* **EXERCISE DIRECTIONS**
Can you render every line of the entries below as a JSON list of strings, one string per line, with blank lines and the pictures left out?

───── RAW RECORDS

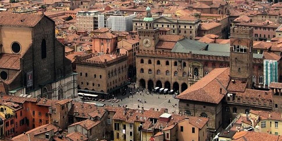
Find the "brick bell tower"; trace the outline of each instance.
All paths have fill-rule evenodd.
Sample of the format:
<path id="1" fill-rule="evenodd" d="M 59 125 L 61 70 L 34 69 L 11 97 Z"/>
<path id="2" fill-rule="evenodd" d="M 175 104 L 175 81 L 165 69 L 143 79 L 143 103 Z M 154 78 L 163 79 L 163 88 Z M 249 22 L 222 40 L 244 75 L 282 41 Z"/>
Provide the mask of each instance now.
<path id="1" fill-rule="evenodd" d="M 143 19 L 143 26 L 138 29 L 140 49 L 154 51 L 155 47 L 159 41 L 159 29 L 154 28 L 154 19 L 151 11 L 151 9 L 147 7 L 146 17 Z"/>
<path id="2" fill-rule="evenodd" d="M 230 77 L 245 81 L 247 88 L 251 88 L 254 30 L 237 26 L 230 29 Z"/>

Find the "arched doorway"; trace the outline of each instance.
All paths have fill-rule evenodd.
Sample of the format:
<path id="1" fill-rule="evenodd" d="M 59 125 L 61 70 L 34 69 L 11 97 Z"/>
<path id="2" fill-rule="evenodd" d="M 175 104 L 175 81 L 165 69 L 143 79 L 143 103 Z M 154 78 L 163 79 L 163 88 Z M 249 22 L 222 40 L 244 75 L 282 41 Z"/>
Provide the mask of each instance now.
<path id="1" fill-rule="evenodd" d="M 159 88 L 163 88 L 163 83 L 160 81 L 159 80 L 156 83 L 156 86 Z"/>
<path id="2" fill-rule="evenodd" d="M 165 82 L 165 88 L 168 89 L 169 90 L 170 90 L 170 83 L 168 81 L 166 81 Z"/>
<path id="3" fill-rule="evenodd" d="M 183 83 L 181 84 L 181 92 L 183 92 L 185 90 L 188 88 L 188 86 L 185 83 Z"/>
<path id="4" fill-rule="evenodd" d="M 179 91 L 179 84 L 178 83 L 176 82 L 174 82 L 172 86 L 172 89 L 175 91 Z"/>
<path id="5" fill-rule="evenodd" d="M 148 81 L 148 90 L 152 90 L 154 88 L 154 82 L 152 80 L 149 80 Z"/>
<path id="6" fill-rule="evenodd" d="M 145 80 L 141 79 L 139 81 L 139 88 L 146 88 L 146 84 L 145 82 Z"/>

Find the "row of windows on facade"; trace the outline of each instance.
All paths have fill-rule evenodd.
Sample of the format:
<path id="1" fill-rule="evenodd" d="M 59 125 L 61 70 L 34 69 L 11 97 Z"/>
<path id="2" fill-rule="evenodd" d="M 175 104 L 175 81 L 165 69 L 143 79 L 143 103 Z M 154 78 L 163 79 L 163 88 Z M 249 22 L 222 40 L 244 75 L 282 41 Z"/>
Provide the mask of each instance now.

──────────

* **COMPLETED TASK**
[
  "Find the \"brick bell tower\"; trace the outline of each instance.",
  "All paths have fill-rule evenodd.",
  "Sample of the format:",
  "<path id=\"1\" fill-rule=\"evenodd\" d=\"M 59 125 L 61 70 L 34 69 L 11 97 Z\"/>",
  "<path id=\"2\" fill-rule=\"evenodd\" d=\"M 175 104 L 175 81 L 165 69 L 143 79 L 143 103 Z M 154 78 L 163 79 L 163 88 Z M 249 22 L 222 40 L 244 75 L 282 41 Z\"/>",
  "Provide the mask of each instance now.",
  "<path id=\"1\" fill-rule=\"evenodd\" d=\"M 143 19 L 143 26 L 138 29 L 140 49 L 154 51 L 155 47 L 159 41 L 159 29 L 154 28 L 154 19 L 151 11 L 151 9 L 147 7 L 146 17 Z\"/>",
  "<path id=\"2\" fill-rule=\"evenodd\" d=\"M 230 77 L 245 81 L 247 88 L 251 88 L 254 30 L 237 26 L 230 29 Z\"/>",
  "Find the \"arched doorway\"; trace the outline of each instance.",
  "All paths have fill-rule evenodd.",
  "Sample of the format:",
  "<path id=\"1\" fill-rule=\"evenodd\" d=\"M 59 125 L 61 70 L 34 69 L 11 97 Z\"/>",
  "<path id=\"2\" fill-rule=\"evenodd\" d=\"M 175 104 L 175 81 L 165 69 L 143 79 L 143 103 Z M 154 78 L 163 79 L 163 88 Z M 249 22 L 222 40 L 244 75 L 282 41 Z\"/>",
  "Provide the mask of each instance now.",
  "<path id=\"1\" fill-rule=\"evenodd\" d=\"M 159 88 L 163 88 L 163 83 L 160 81 L 159 80 L 156 83 L 156 86 Z\"/>",
  "<path id=\"2\" fill-rule=\"evenodd\" d=\"M 165 82 L 165 88 L 168 89 L 169 90 L 170 90 L 170 83 L 168 81 L 166 81 Z\"/>",
  "<path id=\"3\" fill-rule=\"evenodd\" d=\"M 183 83 L 181 84 L 181 92 L 183 92 L 185 90 L 188 88 L 188 86 L 185 83 Z\"/>",
  "<path id=\"4\" fill-rule=\"evenodd\" d=\"M 179 91 L 179 84 L 178 83 L 176 82 L 174 82 L 172 86 L 172 89 L 175 91 Z\"/>",
  "<path id=\"5\" fill-rule=\"evenodd\" d=\"M 148 81 L 148 90 L 152 90 L 154 88 L 154 82 L 152 80 L 149 80 Z\"/>",
  "<path id=\"6\" fill-rule=\"evenodd\" d=\"M 145 80 L 141 79 L 139 81 L 139 88 L 146 88 L 146 84 L 145 82 Z\"/>",
  "Find the \"row of windows on facade\"; trace the outline of each instance.",
  "All paths have fill-rule evenodd.",
  "Sample of the format:",
  "<path id=\"1\" fill-rule=\"evenodd\" d=\"M 59 125 L 61 70 L 34 69 L 11 97 Z\"/>",
  "<path id=\"2\" fill-rule=\"evenodd\" d=\"M 175 104 L 175 81 L 165 69 L 143 79 L 143 103 Z M 154 78 L 163 79 L 163 88 Z M 249 22 L 222 40 L 244 75 L 282 41 Z\"/>",
  "Provide the mask of each instance now."
]